» **Source passage**:
^^^^^^^^

= Crook County School District Number 1 =

School district in Wyoming, United States

Crook County School District #1 is a public school district based in Sundance, Wyoming, United States.

==Geography==
Crook County School District #1 serves all of Crook County, including the following communities:

- Incorporated places
  - Town of Hulett
  - Town of Moorcroft
  - Town of Pine Haven
  - Town of Sundance
- Unincorporated places
  - Aladdin
  - Alva
  - Beulah

==Schools==
- Grades 8-12
  - Bear Lodge High School (Alternative)
- Grades 7-12
  - Moorcroft Secondary School
  - Sundance Secondary School
- Grades K-6
  - Moorcroft Elementary School
  - Sundance Elementary School
- Grades K-12
  - Hulett School

==Student demographics==
The following figures are as of October 1, 2019.

^^^^^^^^

» **Records**:
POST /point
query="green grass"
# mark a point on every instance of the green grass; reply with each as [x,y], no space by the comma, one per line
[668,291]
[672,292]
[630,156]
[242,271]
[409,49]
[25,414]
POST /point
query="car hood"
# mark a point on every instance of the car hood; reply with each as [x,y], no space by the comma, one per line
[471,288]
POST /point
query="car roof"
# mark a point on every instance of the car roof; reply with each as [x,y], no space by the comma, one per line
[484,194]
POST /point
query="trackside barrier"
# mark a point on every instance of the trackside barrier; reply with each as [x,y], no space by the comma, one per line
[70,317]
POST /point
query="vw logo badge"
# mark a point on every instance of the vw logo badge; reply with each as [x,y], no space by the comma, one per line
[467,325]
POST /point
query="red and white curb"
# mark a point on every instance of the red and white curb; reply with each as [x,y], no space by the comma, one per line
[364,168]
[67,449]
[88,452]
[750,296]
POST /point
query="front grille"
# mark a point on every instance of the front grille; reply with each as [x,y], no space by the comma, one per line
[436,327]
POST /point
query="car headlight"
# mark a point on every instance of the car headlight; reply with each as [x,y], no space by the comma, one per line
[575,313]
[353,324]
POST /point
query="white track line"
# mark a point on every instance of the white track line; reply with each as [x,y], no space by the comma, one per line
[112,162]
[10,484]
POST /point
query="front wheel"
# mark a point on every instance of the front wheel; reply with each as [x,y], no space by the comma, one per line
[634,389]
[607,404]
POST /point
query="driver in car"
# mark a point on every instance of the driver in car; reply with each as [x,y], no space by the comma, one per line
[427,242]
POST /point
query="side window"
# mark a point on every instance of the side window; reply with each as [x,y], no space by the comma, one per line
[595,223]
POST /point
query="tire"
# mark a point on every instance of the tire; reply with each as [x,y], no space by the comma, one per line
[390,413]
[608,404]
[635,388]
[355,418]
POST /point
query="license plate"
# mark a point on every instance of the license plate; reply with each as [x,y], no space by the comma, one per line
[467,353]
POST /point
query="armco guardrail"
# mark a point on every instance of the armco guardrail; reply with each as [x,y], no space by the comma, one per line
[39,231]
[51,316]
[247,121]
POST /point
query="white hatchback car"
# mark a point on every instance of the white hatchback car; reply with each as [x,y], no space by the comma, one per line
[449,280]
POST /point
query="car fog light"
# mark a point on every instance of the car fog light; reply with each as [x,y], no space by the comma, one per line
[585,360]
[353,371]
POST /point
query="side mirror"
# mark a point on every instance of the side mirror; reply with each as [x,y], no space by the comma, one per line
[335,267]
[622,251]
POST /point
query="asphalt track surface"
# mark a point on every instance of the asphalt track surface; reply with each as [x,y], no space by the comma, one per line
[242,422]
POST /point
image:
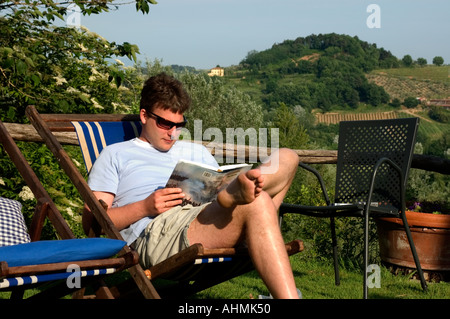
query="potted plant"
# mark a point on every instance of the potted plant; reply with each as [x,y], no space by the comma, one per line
[430,229]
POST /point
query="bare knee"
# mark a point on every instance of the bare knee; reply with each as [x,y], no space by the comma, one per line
[261,207]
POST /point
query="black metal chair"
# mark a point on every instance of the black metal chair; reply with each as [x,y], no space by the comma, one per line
[374,158]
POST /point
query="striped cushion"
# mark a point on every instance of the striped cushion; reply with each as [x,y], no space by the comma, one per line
[13,229]
[94,136]
[55,251]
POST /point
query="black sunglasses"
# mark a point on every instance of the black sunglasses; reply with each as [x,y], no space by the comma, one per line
[166,124]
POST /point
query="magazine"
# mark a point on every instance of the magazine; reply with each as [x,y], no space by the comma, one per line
[201,183]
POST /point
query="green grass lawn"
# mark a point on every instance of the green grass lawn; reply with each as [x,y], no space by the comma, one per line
[316,281]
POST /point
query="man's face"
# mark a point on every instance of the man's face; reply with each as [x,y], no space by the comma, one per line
[156,127]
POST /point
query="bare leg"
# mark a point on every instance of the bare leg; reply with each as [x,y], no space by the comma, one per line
[277,184]
[243,210]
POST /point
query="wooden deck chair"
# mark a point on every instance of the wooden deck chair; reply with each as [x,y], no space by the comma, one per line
[192,270]
[27,262]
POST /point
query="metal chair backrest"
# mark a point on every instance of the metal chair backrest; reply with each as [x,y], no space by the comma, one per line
[361,145]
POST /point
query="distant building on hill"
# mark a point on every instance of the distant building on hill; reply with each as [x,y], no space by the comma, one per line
[441,102]
[217,71]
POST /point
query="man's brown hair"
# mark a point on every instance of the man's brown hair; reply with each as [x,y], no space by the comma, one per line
[166,92]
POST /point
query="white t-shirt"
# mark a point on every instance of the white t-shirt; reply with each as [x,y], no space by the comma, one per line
[134,169]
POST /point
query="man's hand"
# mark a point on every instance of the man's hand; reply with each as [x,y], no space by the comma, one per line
[163,199]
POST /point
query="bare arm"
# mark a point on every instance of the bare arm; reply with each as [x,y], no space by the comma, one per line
[156,203]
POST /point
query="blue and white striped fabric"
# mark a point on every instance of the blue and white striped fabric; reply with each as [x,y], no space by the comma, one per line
[28,280]
[94,136]
[200,261]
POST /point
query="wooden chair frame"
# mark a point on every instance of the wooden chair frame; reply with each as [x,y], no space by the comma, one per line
[46,208]
[179,267]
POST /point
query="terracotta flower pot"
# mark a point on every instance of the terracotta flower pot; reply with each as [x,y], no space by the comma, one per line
[431,236]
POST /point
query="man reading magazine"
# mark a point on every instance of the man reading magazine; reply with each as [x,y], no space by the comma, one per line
[130,177]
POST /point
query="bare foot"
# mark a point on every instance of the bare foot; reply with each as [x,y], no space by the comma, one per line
[243,190]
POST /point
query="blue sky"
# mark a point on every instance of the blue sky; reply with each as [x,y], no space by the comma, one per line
[206,33]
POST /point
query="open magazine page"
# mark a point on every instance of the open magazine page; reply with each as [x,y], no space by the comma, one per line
[200,183]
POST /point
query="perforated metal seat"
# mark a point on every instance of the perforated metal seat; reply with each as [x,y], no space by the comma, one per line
[374,158]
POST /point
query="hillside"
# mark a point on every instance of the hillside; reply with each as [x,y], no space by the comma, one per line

^^^^^^^^

» **Exercises**:
A - According to the Crook County School District #1 article, which school in the district serves grades K-12?
B - Extend the Crook County School District #1 article, picking up after its last line.

» **Results for each task**:
A - Hulett School

B -
- Total District Enrollment: 1,201
- Student enrollment by gender
  - Male: 612 (50.96%)
  - Female: 589 (49.04%)
- Student enrollment by ethnicity
  - American Indian or Alaska Native: 16 (1.33%)
  - Asian: 2 (0.17%)
  - Black or African American: 9 (0.75%)
  - Hispanic or Latino: 25 (2.08%)
  - Two or More Races: 22 (1.83%)
  - White: 1,127 (93.84%)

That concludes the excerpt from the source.